## Begin

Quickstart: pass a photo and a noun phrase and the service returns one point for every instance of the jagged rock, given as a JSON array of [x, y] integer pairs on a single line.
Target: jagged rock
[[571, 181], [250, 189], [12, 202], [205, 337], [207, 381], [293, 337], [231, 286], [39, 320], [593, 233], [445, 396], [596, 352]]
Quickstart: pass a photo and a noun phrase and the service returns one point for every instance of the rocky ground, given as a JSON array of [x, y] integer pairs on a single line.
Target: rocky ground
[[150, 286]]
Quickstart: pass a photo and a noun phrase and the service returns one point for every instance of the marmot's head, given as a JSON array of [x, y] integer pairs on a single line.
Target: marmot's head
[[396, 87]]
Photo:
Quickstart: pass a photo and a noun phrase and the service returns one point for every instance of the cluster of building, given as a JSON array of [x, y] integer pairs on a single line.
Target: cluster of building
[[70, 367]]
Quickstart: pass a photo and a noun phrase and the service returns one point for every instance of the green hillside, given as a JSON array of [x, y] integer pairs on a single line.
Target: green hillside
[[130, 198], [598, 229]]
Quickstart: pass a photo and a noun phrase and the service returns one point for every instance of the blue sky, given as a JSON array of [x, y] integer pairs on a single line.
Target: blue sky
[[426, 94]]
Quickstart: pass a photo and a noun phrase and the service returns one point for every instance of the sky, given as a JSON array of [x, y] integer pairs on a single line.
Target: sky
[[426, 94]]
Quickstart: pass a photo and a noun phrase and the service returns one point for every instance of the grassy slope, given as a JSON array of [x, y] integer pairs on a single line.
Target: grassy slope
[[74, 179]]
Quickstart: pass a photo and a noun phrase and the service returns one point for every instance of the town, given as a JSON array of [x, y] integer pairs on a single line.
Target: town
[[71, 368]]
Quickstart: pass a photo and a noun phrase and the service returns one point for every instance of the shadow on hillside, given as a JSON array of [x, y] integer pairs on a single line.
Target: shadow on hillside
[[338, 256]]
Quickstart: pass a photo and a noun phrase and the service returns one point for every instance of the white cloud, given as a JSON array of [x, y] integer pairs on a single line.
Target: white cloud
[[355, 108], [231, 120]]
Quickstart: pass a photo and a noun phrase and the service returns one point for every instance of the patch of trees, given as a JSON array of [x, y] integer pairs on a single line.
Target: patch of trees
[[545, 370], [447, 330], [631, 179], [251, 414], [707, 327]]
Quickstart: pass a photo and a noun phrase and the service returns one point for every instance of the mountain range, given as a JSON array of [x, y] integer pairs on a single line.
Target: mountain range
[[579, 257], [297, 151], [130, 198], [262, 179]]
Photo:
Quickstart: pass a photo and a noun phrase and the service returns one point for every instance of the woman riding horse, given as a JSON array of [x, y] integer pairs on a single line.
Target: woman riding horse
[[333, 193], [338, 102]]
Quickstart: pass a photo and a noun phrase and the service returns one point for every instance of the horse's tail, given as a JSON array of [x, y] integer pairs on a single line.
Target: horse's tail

## End

* REQUEST *
Copy every line above word for word, in the same order.

* TASK OUTPUT *
Quickstart: pass a photo and a noun phrase and the service returns one point for every instance of the jagged rock, given as a JSON array of [x, y] integer pairs on a single line.
Target: jagged rock
[[571, 181], [250, 189], [12, 202], [205, 337], [207, 381], [293, 337], [231, 286], [39, 320], [593, 233], [445, 396], [596, 352]]
Quickstart: pass a photo and a noun phrase and the service returns one point for every instance of the rocky ground, given as a JSON array of [x, y] integer pairs on a single line.
Target: rocky ground
[[150, 286]]
Quickstart: pass a photo and a noun phrase and the service returns one point for every instance of the marmot's head, given as a JSON array of [x, y] integer pairs on a single line.
Target: marmot's head
[[396, 87]]
Photo:
Quickstart: pass a photo and a noun phrase and the service returns one point for every instance of the cluster of building, given as a JSON array of [x, y] integer pairs on a single line.
Target: cluster of building
[[70, 367]]
Quickstart: pass a photo and a noun phrase and the service returns one point for every instance of the green hillside, given as a JSON array of [x, y] integer pairs on a single line.
Target: green hillside
[[130, 198], [598, 229]]
Quickstart: pass a photo and a noun phrase and the service returns one point for every instance of the blue sky, given as a JSON array of [x, y] integer pairs on a single line.
Target: blue sky
[[426, 94]]
Quickstart: pass a photo and a noun phrase and the service returns one point for every instance of the sky, given as a JSON array of [x, y] integer pairs on a single line.
Target: sky
[[426, 94]]
Quickstart: pass a photo and a noun phrase and the service returns one point for every instance of the grassy slope, given as a JSON array of [x, y] integer pairs on a single line.
Target: grassy slope
[[74, 179]]
Quickstart: pass a photo and a noun phrase and the service returns one point for every instance of the town, given as a JSON array of [x, y] integer pairs on a single line.
Target: town
[[71, 368]]
Quickstart: pass a photo and a noun phrase and the service returns one point for every instance of the shadow on hillside, given as a JSON array of [x, y] integer pairs on a single line.
Target: shadow on hillside
[[338, 256]]
Quickstart: pass a photo and a noun phrase and the service returns one point for every instance of the white cloud, given as a JSON array of [x, y] integer pairs on a single line.
Target: white cloud
[[355, 108], [231, 120]]
Quickstart: pass a photo and a noun phrase and the service returns one point for every instance of the patch of trees, given as a JSON array of [x, y] integer pairs on a single line.
Target: patch of trees
[[545, 370], [447, 330], [631, 179], [251, 414], [707, 327]]
Quickstart: pass a photo and a noun phrase and the service returns one point for every instance of the mountain range, given as a JSON array of [x, y] integer pairs on a single line.
Target: mountain range
[[579, 257], [297, 151], [130, 198], [262, 179]]
Photo:
Quickstart: pass a photo and a noun phrase and the service returns one point for every instance of the woman riding horse, given as a JSON array of [x, y] integer pairs on a single line.
Target: woman riding horse
[[333, 193], [338, 102]]
Quickstart: pass a photo and a noun phrase and the service returns one point for every instance of the horse's tail, given as a JSON array of [x, y] integer pairs on a single line.
Target: horse's tail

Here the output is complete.